(Object pointing dataset rows)

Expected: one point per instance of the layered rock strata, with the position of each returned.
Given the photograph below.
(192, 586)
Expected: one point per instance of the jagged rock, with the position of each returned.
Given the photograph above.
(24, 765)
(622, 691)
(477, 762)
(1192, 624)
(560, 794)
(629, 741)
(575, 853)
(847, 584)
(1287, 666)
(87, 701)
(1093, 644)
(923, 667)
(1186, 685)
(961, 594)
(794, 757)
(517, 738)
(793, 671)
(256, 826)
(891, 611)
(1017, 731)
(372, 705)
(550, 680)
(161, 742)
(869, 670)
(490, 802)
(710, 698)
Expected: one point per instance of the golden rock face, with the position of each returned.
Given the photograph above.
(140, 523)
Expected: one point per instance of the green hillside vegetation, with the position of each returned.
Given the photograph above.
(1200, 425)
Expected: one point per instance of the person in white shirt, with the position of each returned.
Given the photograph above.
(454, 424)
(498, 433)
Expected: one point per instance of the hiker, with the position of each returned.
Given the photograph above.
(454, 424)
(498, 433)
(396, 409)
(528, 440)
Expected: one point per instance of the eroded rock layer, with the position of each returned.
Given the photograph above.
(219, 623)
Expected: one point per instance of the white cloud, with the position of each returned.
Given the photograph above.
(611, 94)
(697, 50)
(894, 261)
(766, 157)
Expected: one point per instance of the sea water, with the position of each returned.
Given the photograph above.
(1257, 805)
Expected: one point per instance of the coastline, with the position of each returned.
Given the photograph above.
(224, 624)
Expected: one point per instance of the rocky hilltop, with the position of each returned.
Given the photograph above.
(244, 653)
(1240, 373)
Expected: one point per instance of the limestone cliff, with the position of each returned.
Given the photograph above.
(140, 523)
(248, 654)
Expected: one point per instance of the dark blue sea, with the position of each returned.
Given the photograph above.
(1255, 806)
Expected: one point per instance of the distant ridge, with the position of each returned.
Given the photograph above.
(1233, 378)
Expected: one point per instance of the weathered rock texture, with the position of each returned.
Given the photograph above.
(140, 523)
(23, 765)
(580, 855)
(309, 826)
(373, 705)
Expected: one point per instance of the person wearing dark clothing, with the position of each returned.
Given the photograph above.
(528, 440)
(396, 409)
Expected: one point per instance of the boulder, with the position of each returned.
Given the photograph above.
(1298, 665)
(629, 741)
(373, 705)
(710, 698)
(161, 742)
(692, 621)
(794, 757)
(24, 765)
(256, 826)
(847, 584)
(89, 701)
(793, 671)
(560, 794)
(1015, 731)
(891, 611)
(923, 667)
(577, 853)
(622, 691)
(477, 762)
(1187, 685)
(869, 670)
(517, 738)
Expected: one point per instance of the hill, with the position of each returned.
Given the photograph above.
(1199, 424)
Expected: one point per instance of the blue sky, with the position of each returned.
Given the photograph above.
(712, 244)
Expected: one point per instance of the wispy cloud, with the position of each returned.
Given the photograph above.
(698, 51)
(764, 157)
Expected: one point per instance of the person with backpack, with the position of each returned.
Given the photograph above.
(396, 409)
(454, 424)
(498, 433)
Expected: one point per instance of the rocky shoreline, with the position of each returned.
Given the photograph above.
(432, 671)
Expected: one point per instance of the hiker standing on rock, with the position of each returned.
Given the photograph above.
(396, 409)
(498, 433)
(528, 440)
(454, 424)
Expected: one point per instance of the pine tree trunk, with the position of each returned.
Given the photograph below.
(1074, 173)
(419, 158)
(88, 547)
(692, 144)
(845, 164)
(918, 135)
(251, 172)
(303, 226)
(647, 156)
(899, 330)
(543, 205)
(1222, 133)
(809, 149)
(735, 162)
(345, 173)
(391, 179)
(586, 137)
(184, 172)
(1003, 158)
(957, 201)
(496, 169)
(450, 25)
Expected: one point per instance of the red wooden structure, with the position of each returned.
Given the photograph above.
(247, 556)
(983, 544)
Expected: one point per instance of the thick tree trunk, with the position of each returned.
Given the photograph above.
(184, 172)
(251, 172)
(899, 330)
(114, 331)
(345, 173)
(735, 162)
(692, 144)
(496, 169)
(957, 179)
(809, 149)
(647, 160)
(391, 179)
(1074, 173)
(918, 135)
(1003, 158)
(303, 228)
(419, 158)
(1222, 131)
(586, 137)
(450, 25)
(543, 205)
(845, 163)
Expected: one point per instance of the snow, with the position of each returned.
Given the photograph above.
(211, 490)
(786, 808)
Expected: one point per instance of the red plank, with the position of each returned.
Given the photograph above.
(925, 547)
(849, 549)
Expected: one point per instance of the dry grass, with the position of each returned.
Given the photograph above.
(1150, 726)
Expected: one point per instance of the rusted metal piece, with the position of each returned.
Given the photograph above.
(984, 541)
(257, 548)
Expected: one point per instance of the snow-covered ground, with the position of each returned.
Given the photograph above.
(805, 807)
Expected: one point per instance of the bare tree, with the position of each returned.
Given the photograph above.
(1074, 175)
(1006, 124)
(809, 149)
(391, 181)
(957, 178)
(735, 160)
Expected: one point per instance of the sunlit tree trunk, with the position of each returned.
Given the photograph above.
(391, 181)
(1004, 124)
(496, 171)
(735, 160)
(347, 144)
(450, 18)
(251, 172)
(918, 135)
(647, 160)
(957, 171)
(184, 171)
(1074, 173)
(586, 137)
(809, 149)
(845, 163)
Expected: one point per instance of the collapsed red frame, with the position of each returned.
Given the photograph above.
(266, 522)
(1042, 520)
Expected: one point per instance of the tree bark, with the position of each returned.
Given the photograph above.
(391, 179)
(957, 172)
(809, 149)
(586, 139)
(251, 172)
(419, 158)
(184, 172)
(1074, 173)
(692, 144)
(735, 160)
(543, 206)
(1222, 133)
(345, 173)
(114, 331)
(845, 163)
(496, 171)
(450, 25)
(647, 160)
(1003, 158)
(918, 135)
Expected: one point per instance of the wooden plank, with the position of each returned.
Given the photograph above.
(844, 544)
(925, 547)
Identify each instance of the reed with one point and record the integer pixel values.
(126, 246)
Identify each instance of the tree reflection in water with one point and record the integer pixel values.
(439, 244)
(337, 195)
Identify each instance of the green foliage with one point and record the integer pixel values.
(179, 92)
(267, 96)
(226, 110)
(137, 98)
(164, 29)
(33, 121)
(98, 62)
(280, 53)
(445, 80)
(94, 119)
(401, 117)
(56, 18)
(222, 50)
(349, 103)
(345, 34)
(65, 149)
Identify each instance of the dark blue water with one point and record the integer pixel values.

→ What this task involves:
Could you arrange the lines from the one with "Expected: one point per instance of the collapsed" to the one with "(1042, 520)" as a Markdown table with a No. column numbering each line and a Line column holding it, leaving out any blank lines?

→ Answer to this task:
| No. | Line |
|---|---|
| 1 | Expected: one point per instance of the collapsed red frame, with the position of each returned. |
| 2 | Given the photograph above. |
| 3 | (266, 522) |
| 4 | (1042, 520) |